TASK DESCRIPTION: Pull out each line below that contains the word "grass".

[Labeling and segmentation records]

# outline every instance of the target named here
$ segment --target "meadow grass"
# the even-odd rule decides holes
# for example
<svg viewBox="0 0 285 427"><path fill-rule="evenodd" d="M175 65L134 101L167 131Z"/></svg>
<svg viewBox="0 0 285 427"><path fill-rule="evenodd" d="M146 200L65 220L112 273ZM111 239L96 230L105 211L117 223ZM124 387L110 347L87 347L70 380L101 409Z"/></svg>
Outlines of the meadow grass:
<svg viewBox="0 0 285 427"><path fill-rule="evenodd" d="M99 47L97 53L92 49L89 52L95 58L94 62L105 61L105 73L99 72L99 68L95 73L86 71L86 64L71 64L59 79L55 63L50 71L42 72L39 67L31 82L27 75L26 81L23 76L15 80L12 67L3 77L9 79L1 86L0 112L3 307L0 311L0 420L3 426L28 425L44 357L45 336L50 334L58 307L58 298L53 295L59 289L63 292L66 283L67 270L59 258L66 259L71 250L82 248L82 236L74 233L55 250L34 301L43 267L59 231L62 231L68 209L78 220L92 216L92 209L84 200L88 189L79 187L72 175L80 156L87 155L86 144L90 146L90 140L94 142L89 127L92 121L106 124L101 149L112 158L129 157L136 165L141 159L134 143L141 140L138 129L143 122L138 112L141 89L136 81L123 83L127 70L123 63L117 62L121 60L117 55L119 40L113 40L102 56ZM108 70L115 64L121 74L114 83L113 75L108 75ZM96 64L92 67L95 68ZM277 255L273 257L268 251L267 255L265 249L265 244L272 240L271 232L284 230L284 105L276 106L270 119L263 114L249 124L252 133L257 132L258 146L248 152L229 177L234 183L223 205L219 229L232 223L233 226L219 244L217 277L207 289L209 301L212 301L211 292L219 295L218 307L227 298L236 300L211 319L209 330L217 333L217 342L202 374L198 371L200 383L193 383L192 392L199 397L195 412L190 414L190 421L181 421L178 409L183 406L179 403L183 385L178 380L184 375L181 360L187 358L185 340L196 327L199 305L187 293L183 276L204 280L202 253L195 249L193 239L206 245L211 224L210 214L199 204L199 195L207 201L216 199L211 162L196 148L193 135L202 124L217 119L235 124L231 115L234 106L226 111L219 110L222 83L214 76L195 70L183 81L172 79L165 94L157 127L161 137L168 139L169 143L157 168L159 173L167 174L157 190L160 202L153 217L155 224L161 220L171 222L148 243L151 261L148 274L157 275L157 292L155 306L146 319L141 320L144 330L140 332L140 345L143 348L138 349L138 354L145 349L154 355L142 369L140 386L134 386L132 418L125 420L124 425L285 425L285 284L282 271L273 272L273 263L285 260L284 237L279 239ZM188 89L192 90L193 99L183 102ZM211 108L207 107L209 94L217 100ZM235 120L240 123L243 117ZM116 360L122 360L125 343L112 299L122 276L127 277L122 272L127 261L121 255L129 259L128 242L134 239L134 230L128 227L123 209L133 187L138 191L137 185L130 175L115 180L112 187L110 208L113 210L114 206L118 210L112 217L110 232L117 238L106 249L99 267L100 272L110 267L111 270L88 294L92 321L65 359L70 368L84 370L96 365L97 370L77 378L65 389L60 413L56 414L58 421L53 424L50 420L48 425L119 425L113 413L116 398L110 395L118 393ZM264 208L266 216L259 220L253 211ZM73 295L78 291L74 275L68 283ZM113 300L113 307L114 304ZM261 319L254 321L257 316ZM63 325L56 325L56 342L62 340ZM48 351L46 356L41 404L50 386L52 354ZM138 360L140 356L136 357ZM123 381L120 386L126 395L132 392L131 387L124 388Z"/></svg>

SOLVED EXERCISE:
$ segment --target "meadow grass"
Outlines of the meadow grass:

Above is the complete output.